BEGIN

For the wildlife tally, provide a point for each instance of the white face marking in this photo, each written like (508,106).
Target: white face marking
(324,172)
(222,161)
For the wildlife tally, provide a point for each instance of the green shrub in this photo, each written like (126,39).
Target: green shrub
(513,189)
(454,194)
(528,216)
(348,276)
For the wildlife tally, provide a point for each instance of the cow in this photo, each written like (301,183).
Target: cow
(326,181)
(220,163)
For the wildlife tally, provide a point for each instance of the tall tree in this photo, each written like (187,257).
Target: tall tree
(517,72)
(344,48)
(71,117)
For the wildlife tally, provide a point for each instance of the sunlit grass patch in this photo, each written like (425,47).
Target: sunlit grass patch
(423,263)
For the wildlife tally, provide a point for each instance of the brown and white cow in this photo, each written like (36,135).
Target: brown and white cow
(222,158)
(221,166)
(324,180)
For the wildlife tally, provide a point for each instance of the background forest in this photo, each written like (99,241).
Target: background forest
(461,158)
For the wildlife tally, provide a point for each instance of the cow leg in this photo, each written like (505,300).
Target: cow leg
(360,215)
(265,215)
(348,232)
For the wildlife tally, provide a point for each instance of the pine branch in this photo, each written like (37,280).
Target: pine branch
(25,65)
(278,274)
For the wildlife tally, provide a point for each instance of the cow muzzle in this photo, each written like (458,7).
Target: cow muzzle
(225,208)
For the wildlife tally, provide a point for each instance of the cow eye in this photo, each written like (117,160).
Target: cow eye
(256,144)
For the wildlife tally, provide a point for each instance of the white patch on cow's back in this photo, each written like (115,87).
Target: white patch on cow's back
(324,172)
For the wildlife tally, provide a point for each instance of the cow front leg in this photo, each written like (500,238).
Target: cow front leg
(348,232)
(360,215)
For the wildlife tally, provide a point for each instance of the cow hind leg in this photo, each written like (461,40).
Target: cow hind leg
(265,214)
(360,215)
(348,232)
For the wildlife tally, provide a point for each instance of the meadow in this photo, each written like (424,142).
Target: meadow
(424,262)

END

Please repeat, unchanged, the part of the records that opens with the line containing "written like (117,160)." and runs through the end of the records.

For the wildlife tally, provide a point for each instance of the cow eye in this photo, each written like (117,160).
Target: cow eye
(256,144)
For the wildlife tally, provide a point for each instance of the white patch on cow's back in this photo, each written like (115,87).
Target: white patch on cow's back
(324,172)
For the wildlife tally, provide a point for each instance of the cow front leg in this photo, each written like (500,238).
Target: cow front leg
(348,232)
(360,215)
For the wildlife tally, provide a point for each instance of the cow hind leg in this photo, each written like (461,40).
Target: cow hind leg
(265,214)
(360,215)
(348,232)
For the wildlife tally, provide a point for each instance of the meadow in this photo, each written like (424,142).
Target: meadow
(424,262)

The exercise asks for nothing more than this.